EXERCISE → From the line containing "ok so i need the box for tall" down to the line containing "ok so i need the box for grassy" in the records below, reproduce every line exactly, ends included, and omit all others.

[[ DATA UNDER STUDY, beginning ]]

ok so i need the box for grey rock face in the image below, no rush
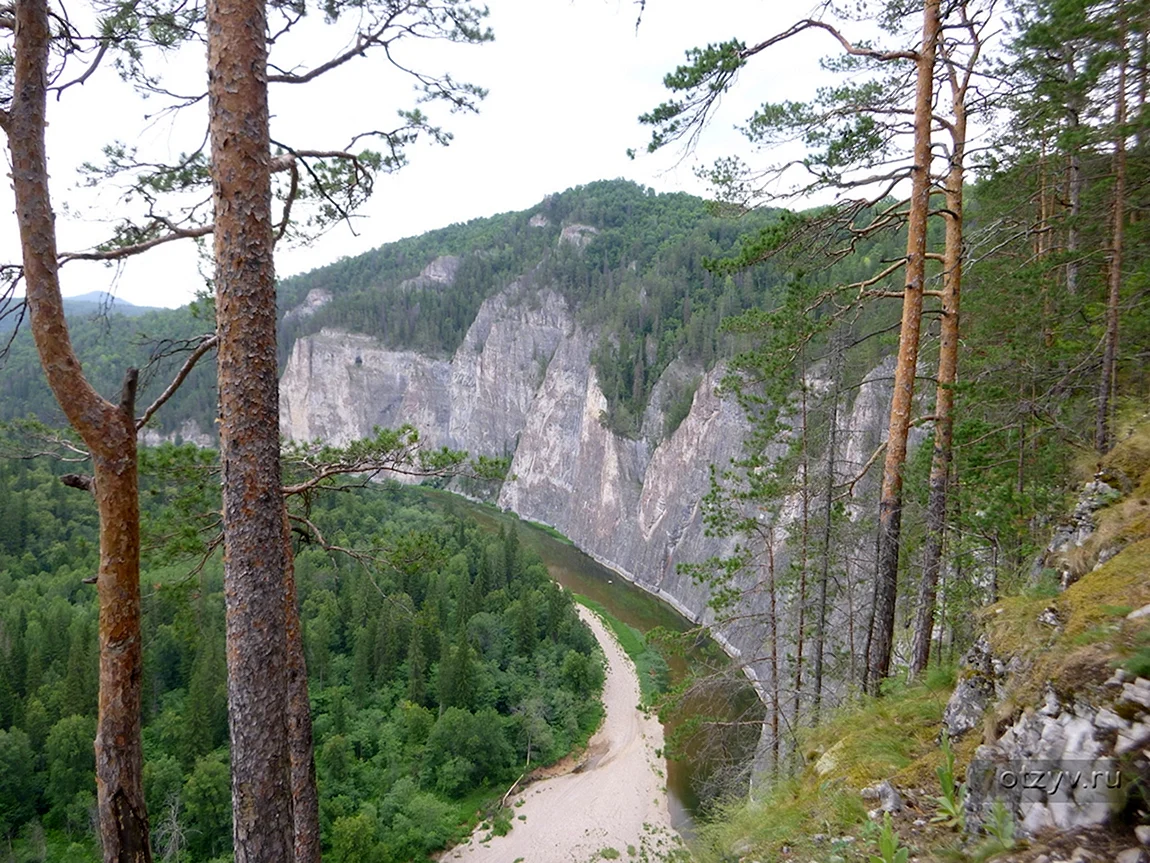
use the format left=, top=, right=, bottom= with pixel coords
left=942, top=636, right=1011, bottom=740
left=399, top=255, right=463, bottom=290
left=138, top=418, right=214, bottom=449
left=284, top=287, right=333, bottom=321
left=279, top=283, right=569, bottom=451
left=558, top=223, right=598, bottom=248
left=965, top=684, right=1150, bottom=837
left=944, top=675, right=995, bottom=741
left=1031, top=478, right=1123, bottom=588
left=279, top=281, right=901, bottom=713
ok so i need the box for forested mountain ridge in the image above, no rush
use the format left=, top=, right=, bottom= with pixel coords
left=0, top=179, right=901, bottom=439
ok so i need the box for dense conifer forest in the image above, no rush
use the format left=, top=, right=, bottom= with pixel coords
left=3, top=0, right=1150, bottom=859
left=0, top=456, right=603, bottom=861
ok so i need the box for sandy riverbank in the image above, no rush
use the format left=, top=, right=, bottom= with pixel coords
left=446, top=605, right=681, bottom=863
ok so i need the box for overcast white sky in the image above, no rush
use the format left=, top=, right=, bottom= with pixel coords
left=1, top=0, right=858, bottom=309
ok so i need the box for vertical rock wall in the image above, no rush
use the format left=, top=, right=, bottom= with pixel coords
left=279, top=282, right=899, bottom=701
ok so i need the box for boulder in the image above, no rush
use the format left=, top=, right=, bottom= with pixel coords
left=861, top=780, right=903, bottom=818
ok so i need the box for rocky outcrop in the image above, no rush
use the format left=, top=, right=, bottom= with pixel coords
left=279, top=281, right=569, bottom=450
left=944, top=637, right=1006, bottom=741
left=400, top=255, right=462, bottom=290
left=279, top=280, right=903, bottom=694
left=284, top=288, right=332, bottom=321
left=965, top=677, right=1150, bottom=835
left=559, top=224, right=598, bottom=249
left=1033, top=478, right=1124, bottom=588
left=138, top=418, right=214, bottom=448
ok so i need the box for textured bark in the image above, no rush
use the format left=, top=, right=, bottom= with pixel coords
left=1097, top=20, right=1127, bottom=454
left=283, top=513, right=321, bottom=863
left=865, top=0, right=940, bottom=693
left=910, top=84, right=966, bottom=676
left=9, top=2, right=152, bottom=860
left=208, top=0, right=295, bottom=855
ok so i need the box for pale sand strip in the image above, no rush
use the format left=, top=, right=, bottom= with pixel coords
left=446, top=606, right=680, bottom=863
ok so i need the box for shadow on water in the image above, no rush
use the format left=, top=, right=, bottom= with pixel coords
left=419, top=489, right=764, bottom=836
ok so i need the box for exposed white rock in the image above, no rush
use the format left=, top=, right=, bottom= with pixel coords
left=966, top=685, right=1136, bottom=837
left=278, top=278, right=908, bottom=743
left=1122, top=679, right=1150, bottom=710
left=284, top=287, right=332, bottom=321
left=400, top=254, right=463, bottom=290
left=279, top=283, right=569, bottom=453
left=529, top=213, right=550, bottom=227
left=861, top=780, right=903, bottom=816
left=138, top=418, right=214, bottom=448
left=559, top=223, right=598, bottom=248
left=814, top=740, right=845, bottom=777
left=1115, top=721, right=1150, bottom=755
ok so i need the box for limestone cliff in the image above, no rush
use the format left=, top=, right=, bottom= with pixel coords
left=279, top=281, right=900, bottom=688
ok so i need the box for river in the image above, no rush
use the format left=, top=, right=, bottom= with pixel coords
left=420, top=489, right=762, bottom=834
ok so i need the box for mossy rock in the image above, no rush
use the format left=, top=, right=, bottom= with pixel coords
left=1060, top=539, right=1150, bottom=640
left=1102, top=425, right=1150, bottom=492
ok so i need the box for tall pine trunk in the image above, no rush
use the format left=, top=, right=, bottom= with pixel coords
left=813, top=334, right=842, bottom=716
left=1097, top=15, right=1127, bottom=454
left=10, top=2, right=151, bottom=859
left=911, top=85, right=966, bottom=676
left=208, top=0, right=296, bottom=854
left=866, top=0, right=941, bottom=693
left=910, top=28, right=971, bottom=676
left=284, top=514, right=321, bottom=863
left=792, top=354, right=809, bottom=726
left=1066, top=52, right=1083, bottom=296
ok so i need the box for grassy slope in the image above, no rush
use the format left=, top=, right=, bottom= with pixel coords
left=574, top=595, right=670, bottom=707
left=693, top=420, right=1150, bottom=863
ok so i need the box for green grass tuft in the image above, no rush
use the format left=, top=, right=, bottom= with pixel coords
left=574, top=595, right=670, bottom=705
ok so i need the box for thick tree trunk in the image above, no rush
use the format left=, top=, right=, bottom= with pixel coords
left=208, top=0, right=295, bottom=855
left=10, top=2, right=151, bottom=860
left=911, top=97, right=966, bottom=676
left=284, top=513, right=321, bottom=863
left=865, top=0, right=941, bottom=694
left=1097, top=23, right=1127, bottom=454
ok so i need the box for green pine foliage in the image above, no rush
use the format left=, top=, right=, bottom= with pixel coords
left=0, top=459, right=604, bottom=862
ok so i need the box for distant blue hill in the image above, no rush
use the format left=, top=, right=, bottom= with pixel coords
left=62, top=291, right=160, bottom=317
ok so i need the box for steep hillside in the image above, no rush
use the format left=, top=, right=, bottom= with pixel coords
left=691, top=421, right=1150, bottom=863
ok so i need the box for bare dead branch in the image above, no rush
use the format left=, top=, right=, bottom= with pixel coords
left=275, top=162, right=300, bottom=244
left=136, top=335, right=219, bottom=430
left=742, top=19, right=917, bottom=64
left=51, top=38, right=109, bottom=98
left=837, top=441, right=886, bottom=499
left=59, top=223, right=213, bottom=264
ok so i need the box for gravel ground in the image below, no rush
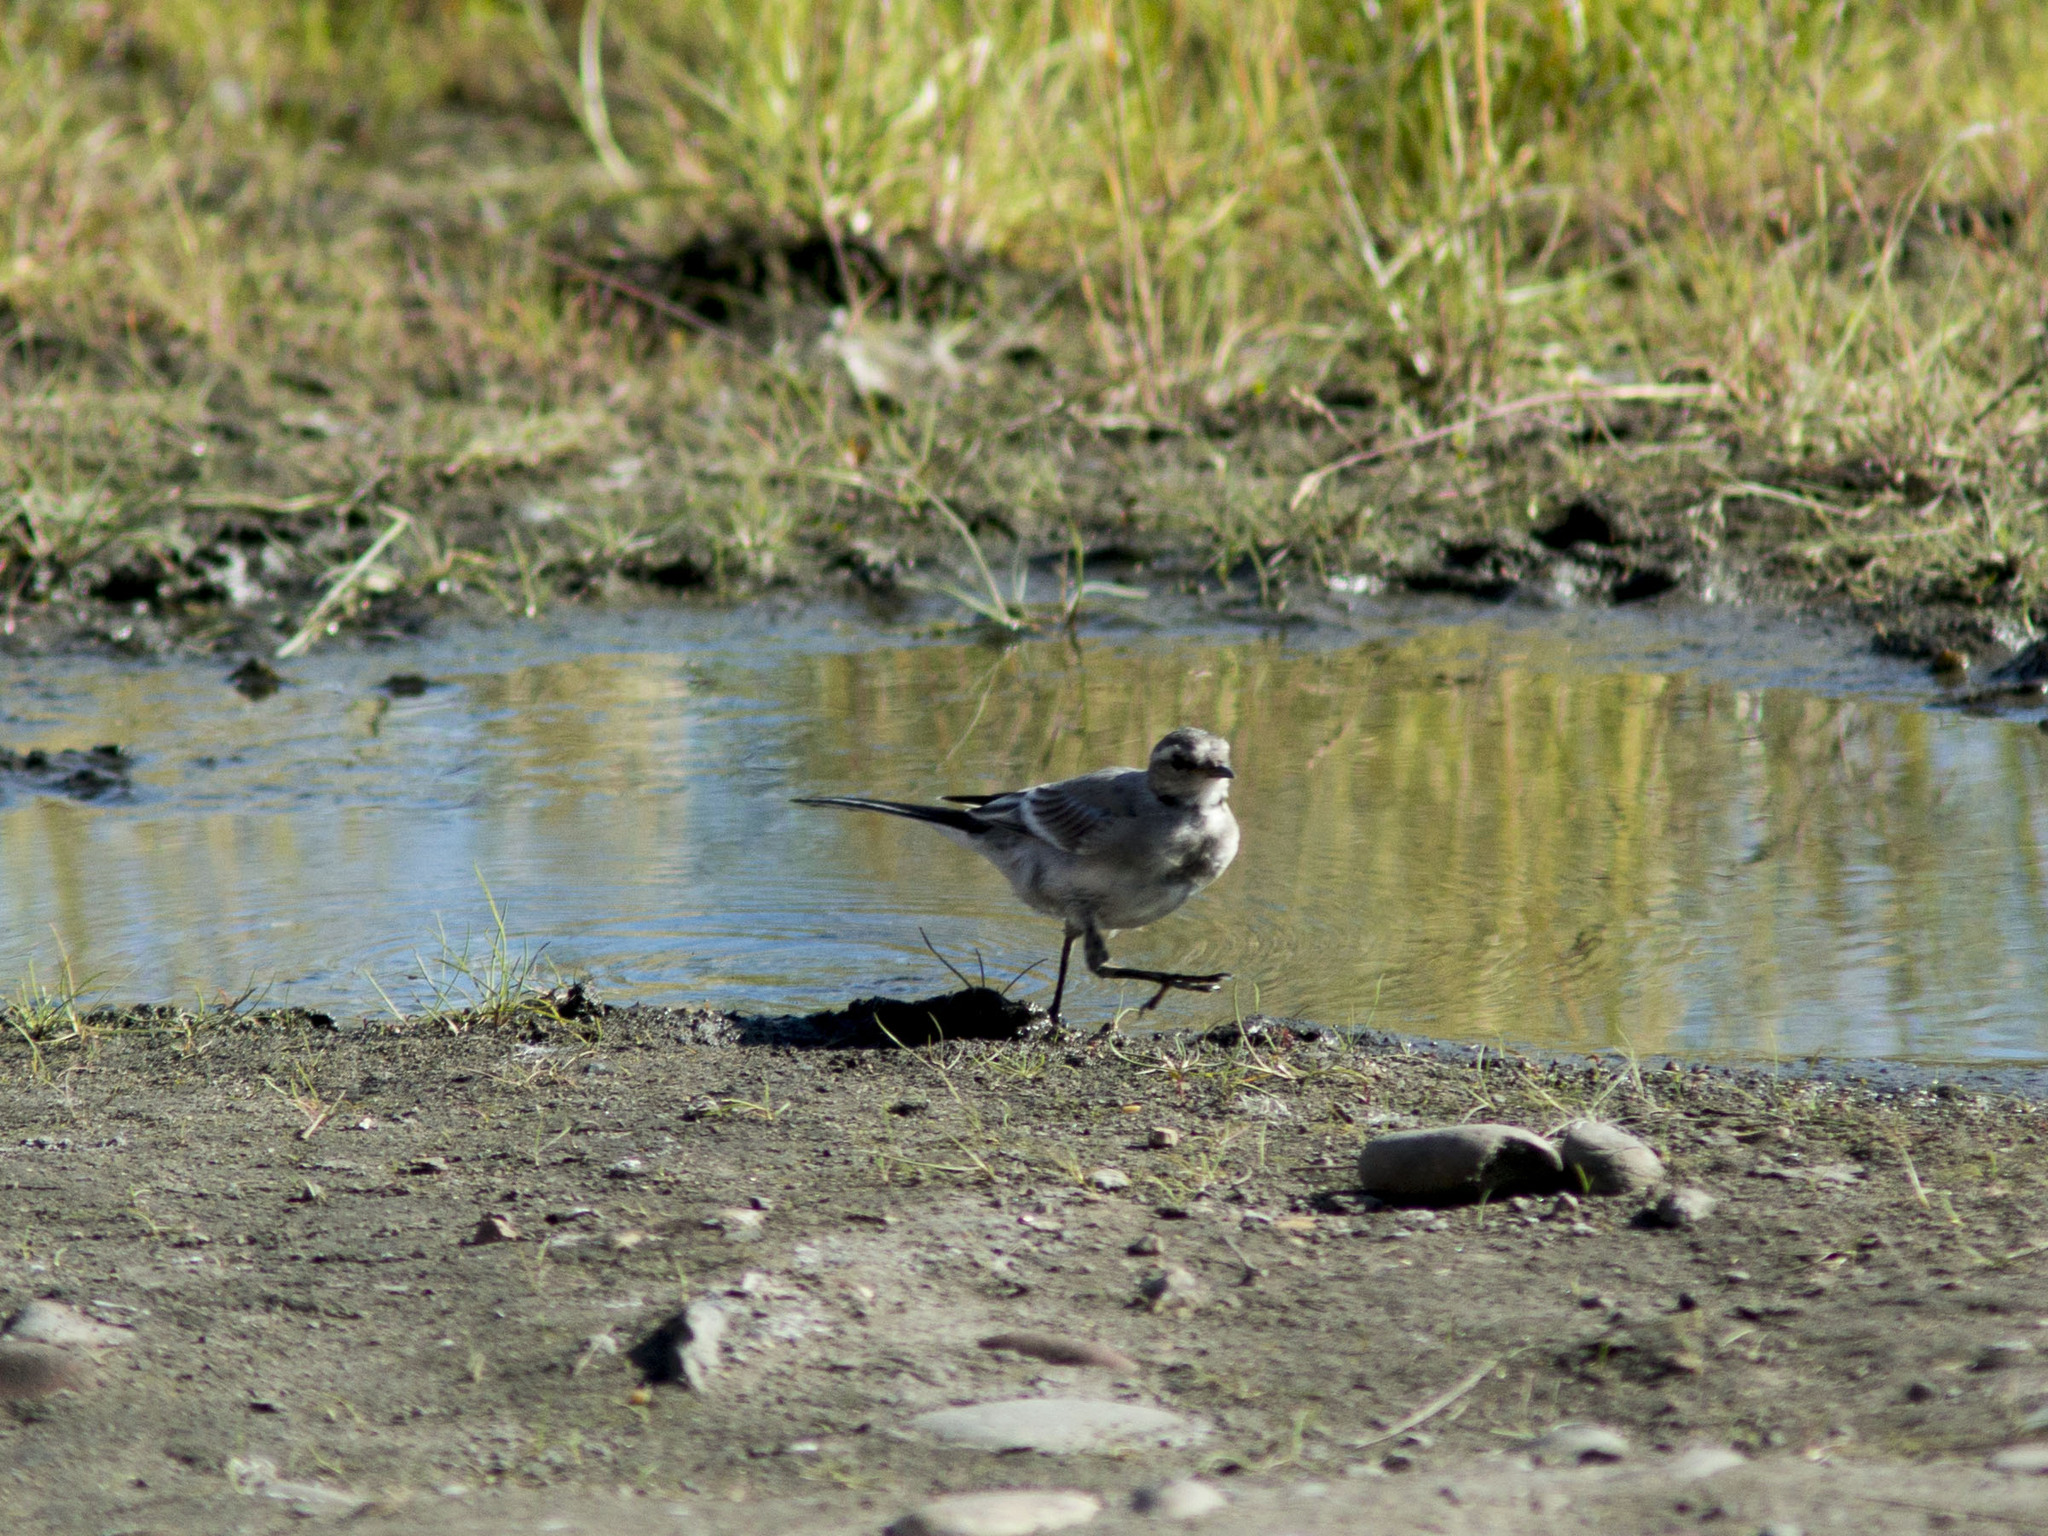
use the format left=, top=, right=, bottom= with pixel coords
left=2, top=998, right=2046, bottom=1534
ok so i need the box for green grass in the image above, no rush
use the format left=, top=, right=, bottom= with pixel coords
left=2, top=2, right=2046, bottom=642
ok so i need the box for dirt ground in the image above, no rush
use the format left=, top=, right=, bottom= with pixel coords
left=3, top=997, right=2046, bottom=1534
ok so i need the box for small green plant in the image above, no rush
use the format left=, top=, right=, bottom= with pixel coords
left=3, top=941, right=97, bottom=1081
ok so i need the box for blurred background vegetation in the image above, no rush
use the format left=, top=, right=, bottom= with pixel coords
left=2, top=2, right=2045, bottom=636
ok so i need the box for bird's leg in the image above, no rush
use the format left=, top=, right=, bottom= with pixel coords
left=1082, top=925, right=1229, bottom=1010
left=1046, top=931, right=1076, bottom=1026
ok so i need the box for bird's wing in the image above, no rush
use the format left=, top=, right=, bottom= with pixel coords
left=969, top=768, right=1139, bottom=855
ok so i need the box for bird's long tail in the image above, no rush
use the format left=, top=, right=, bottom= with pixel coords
left=792, top=795, right=986, bottom=835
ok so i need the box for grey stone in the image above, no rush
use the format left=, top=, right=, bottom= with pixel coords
left=1089, top=1168, right=1131, bottom=1192
left=887, top=1489, right=1101, bottom=1536
left=679, top=1300, right=727, bottom=1390
left=0, top=1340, right=93, bottom=1402
left=1667, top=1445, right=1747, bottom=1480
left=1648, top=1187, right=1719, bottom=1228
left=907, top=1397, right=1209, bottom=1454
left=1357, top=1125, right=1562, bottom=1203
left=705, top=1207, right=765, bottom=1242
left=4, top=1300, right=133, bottom=1349
left=1528, top=1422, right=1629, bottom=1465
left=627, top=1301, right=726, bottom=1391
left=1138, top=1266, right=1205, bottom=1313
left=1132, top=1478, right=1227, bottom=1519
left=462, top=1212, right=519, bottom=1245
left=1987, top=1442, right=2048, bottom=1474
left=1557, top=1120, right=1665, bottom=1197
left=978, top=1331, right=1138, bottom=1372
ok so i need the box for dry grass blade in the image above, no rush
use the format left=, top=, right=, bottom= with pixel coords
left=276, top=507, right=413, bottom=660
left=1291, top=382, right=1718, bottom=511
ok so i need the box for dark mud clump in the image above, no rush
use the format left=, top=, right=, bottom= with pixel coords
left=766, top=986, right=1042, bottom=1049
left=0, top=743, right=131, bottom=802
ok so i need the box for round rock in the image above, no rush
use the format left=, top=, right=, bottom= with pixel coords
left=1132, top=1478, right=1227, bottom=1520
left=1357, top=1125, right=1563, bottom=1203
left=1528, top=1422, right=1628, bottom=1466
left=887, top=1489, right=1102, bottom=1536
left=907, top=1397, right=1209, bottom=1455
left=1648, top=1187, right=1718, bottom=1229
left=0, top=1340, right=94, bottom=1402
left=1557, top=1120, right=1664, bottom=1197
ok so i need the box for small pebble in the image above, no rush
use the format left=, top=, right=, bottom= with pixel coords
left=1132, top=1478, right=1227, bottom=1519
left=978, top=1331, right=1137, bottom=1373
left=1987, top=1442, right=2048, bottom=1474
left=1557, top=1120, right=1664, bottom=1197
left=462, top=1213, right=519, bottom=1245
left=679, top=1300, right=726, bottom=1390
left=1147, top=1127, right=1182, bottom=1150
left=1527, top=1422, right=1628, bottom=1466
left=1667, top=1445, right=1747, bottom=1480
left=1974, top=1339, right=2036, bottom=1370
left=1357, top=1124, right=1563, bottom=1203
left=1128, top=1233, right=1164, bottom=1257
left=605, top=1158, right=646, bottom=1179
left=627, top=1301, right=726, bottom=1391
left=1647, top=1186, right=1718, bottom=1229
left=0, top=1340, right=93, bottom=1402
left=886, top=1489, right=1101, bottom=1536
left=1089, top=1168, right=1131, bottom=1192
left=1138, top=1266, right=1205, bottom=1313
left=706, top=1207, right=765, bottom=1242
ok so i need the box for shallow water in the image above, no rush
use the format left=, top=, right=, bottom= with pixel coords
left=4, top=596, right=2047, bottom=1062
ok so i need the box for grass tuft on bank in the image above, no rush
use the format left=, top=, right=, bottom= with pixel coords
left=2, top=2, right=2046, bottom=649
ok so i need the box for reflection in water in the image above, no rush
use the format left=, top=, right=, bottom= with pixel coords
left=2, top=607, right=2045, bottom=1061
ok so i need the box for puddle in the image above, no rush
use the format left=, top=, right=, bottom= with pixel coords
left=4, top=597, right=2047, bottom=1063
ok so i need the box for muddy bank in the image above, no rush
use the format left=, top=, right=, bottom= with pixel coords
left=5, top=361, right=2044, bottom=689
left=3, top=995, right=2045, bottom=1534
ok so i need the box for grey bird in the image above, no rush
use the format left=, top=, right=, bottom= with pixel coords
left=795, top=727, right=1241, bottom=1024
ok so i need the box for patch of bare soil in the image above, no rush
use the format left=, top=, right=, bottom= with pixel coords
left=2, top=997, right=2045, bottom=1534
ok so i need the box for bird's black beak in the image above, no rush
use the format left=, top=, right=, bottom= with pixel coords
left=1205, top=765, right=1235, bottom=780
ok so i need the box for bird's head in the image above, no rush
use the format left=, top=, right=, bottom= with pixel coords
left=1147, top=728, right=1235, bottom=807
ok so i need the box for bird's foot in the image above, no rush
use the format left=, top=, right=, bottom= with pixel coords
left=1134, top=970, right=1232, bottom=1011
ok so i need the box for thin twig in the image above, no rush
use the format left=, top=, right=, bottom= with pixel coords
left=1290, top=382, right=1715, bottom=510
left=919, top=929, right=975, bottom=992
left=1346, top=1358, right=1500, bottom=1449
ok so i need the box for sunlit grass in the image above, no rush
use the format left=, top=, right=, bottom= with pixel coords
left=0, top=2, right=2043, bottom=635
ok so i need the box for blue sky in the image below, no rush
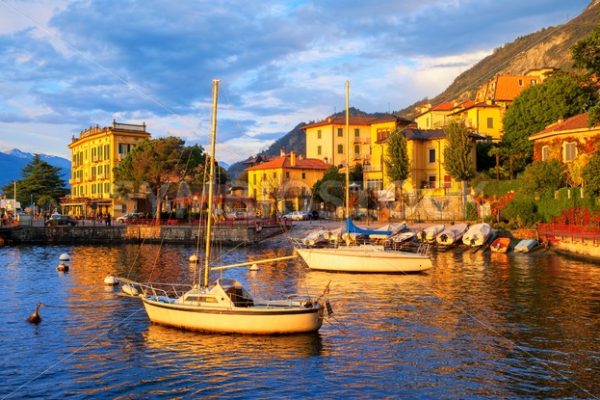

[[ DATA UNDER STUDY, end ]]

EXERCISE RESPONSE →
ok so i need the box for tall pine trunk in the image above, no rush
use the format left=, top=, right=, bottom= with pixel coords
left=813, top=334, right=842, bottom=716
left=1097, top=15, right=1127, bottom=454
left=10, top=2, right=151, bottom=859
left=911, top=85, right=966, bottom=676
left=208, top=0, right=296, bottom=854
left=866, top=0, right=941, bottom=693
left=910, top=28, right=971, bottom=676
left=284, top=514, right=321, bottom=863
left=792, top=354, right=809, bottom=726
left=1066, top=52, right=1083, bottom=296
ok so i need the box for grassy slope in the image above, no rush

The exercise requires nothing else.